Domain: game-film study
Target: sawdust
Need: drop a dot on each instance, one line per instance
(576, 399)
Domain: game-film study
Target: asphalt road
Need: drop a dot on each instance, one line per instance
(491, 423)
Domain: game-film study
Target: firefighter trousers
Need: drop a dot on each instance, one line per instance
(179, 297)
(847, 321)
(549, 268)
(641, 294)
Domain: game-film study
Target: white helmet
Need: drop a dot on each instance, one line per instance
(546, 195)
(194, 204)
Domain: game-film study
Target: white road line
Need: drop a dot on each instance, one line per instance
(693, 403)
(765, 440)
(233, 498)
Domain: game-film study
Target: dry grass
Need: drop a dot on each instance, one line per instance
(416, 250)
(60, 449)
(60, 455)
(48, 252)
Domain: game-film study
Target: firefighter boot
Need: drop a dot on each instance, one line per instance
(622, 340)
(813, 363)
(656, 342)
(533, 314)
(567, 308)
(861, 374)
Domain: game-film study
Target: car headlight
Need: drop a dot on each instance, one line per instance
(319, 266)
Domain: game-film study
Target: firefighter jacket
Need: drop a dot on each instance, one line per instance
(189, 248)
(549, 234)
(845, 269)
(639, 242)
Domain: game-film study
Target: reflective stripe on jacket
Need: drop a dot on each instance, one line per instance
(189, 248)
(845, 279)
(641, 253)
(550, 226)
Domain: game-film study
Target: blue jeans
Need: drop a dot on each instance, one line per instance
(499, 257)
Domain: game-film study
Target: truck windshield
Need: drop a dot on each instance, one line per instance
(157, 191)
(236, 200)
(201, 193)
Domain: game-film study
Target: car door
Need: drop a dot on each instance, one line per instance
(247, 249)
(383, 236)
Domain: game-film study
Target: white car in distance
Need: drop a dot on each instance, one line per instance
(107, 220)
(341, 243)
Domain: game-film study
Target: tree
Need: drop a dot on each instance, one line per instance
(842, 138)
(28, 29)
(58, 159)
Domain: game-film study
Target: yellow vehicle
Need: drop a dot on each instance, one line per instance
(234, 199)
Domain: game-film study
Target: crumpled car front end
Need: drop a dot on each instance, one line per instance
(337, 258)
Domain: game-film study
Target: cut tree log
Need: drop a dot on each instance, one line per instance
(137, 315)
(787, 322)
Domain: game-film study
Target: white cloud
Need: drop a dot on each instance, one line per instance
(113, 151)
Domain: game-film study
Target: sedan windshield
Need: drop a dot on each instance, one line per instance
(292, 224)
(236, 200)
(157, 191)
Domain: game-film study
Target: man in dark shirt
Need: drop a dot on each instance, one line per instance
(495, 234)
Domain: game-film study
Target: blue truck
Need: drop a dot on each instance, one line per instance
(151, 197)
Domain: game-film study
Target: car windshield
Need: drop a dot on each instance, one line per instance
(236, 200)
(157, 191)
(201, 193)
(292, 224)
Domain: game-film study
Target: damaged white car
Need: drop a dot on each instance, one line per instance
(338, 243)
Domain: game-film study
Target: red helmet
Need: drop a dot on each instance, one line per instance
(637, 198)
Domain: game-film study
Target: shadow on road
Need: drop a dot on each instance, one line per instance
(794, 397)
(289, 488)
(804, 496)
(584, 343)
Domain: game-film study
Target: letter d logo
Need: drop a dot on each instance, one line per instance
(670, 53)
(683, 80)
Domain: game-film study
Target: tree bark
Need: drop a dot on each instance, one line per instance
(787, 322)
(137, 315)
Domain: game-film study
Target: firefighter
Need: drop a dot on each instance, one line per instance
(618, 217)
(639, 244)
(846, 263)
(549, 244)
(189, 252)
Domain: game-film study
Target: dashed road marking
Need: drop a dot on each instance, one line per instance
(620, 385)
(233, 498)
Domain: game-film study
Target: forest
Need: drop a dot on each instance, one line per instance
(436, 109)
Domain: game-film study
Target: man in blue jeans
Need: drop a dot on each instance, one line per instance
══════════════════════════════
Tally the lines in the rows above that contain the string "jeans", with case counting, and give only the number.

2